Carry on the passage below on Sub-Saharan Africa's public debt, picking up right after its final sentence.

### PASSAGE GIVEN
━━━━

Zambia’s 2020 default illustrates the challenges of this new debt environment. The country spent over three years negotiating a restructuring involving a diverse set of creditors, including Eurobond holders, Chinese lenders and multilateral institutions. Ghana’s 2022 default followed a similarly complex path: while a comprehensive domestic public debt exchange was implemented early on and an agreement with the official creditors committee was found in early 2024, negotiations with external private creditors have dragged on. Ethiopia underscores the same coordination challenges: despite entering the G20 Common Framework for Debt Treatments in early 2021, its restructuring is still unresolved, complicated by geopolitical tensions and persistent disagreements among creditors.

Outlook

Sub-Saharan Africa’s public debt evolution has come full circle in many respects. After the extensive debt relief of the mid-2000s, debt burdens crept up and are now once again high in relation to governments’ revenue in many countries (as can be seen in Figure 4). Several nations are at a high risk of debt distress according to the IMF Debt Sustainability Analysis.

Public debt ratios in the region have stabilised at around 58% of GDP, as can be seen in Figure 1, although the regional average can mask large differences. For example, Cabo Verde and Mozambique have public debt loads exceeding 100% of GDP, while a country such as DR Congo (close to 20%) maintains a very low debt burden relative to GDP. Crucially, debt service costs are still rising. By 2025, the external debt service-to-revenue ratio will average roughly 18% (up from 15% in 2024), and several countries (Guinea-Bissau, Malawi, Sierra Leone) face especially severe public debt-service burdens exceeding 35% of revenues.

━━━━

### STORED ROWS
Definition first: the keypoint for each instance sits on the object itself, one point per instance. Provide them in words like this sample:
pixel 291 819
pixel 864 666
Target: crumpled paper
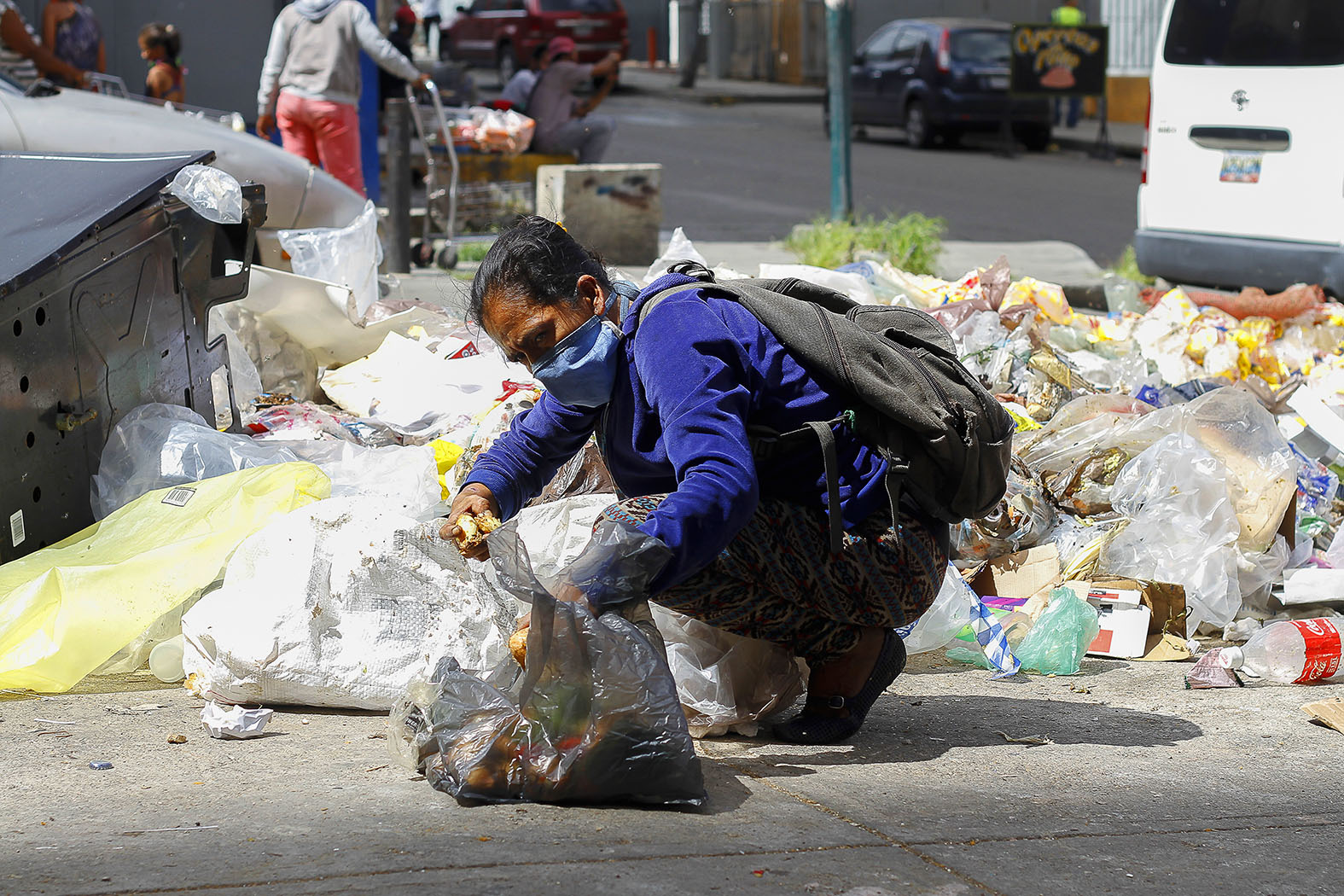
pixel 234 723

━━━━

### TASK OUTPUT
Limited fiscal space crowds out vital spending, constrains policy responses to unforeseen shocks, and increases macroeconomic fragility and default risk. This loss of fiscal space is particularly concerning in an environment of rising global interest rates and given the scale of investment needs, including infrastructure, social spending and climate adaptation, at a time when many Sub‑Saharan African countries are highly exposed to climate‑related shocks.

Elevated debt‑service burdens can also carry political implications, as efforts to restore public debt sustainability often require tax increases or expenditure restraint. The protests in Kenya against the 2024 finance bill illustrate the tensions between the need for fiscal consolidation and popular resistance to higher taxes or spending cuts, highlighting how debt pressures can spill over into social and political instability.

Analyst: Jonathan Schotte – j.schotte@credendo.com


 1 Gabon did conduct a USD 500 million “debt-for-nature” swap in 2023, and while it was an external sovereign bond issuance in foreign currency, it was an unconventional one.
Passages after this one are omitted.